## Input data
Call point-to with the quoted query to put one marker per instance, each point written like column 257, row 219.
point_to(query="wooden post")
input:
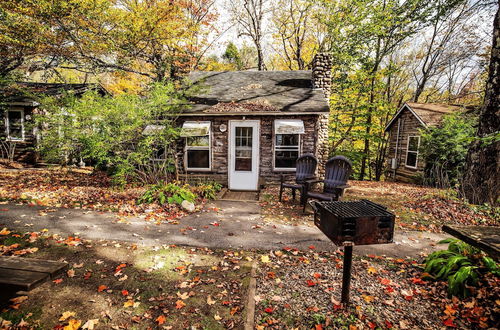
column 346, row 276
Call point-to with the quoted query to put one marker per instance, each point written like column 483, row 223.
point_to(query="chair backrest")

## Task item
Reproduce the material word for word, pictures excluded.

## Response to this exercise
Call point-to with the quoted query to put one marker per instance, each point written like column 257, row 219.
point_to(query="wooden post")
input:
column 346, row 276
Call point-to with the quoted query to put one marker per instance, each point written like column 483, row 223.
point_to(query="chair backrest")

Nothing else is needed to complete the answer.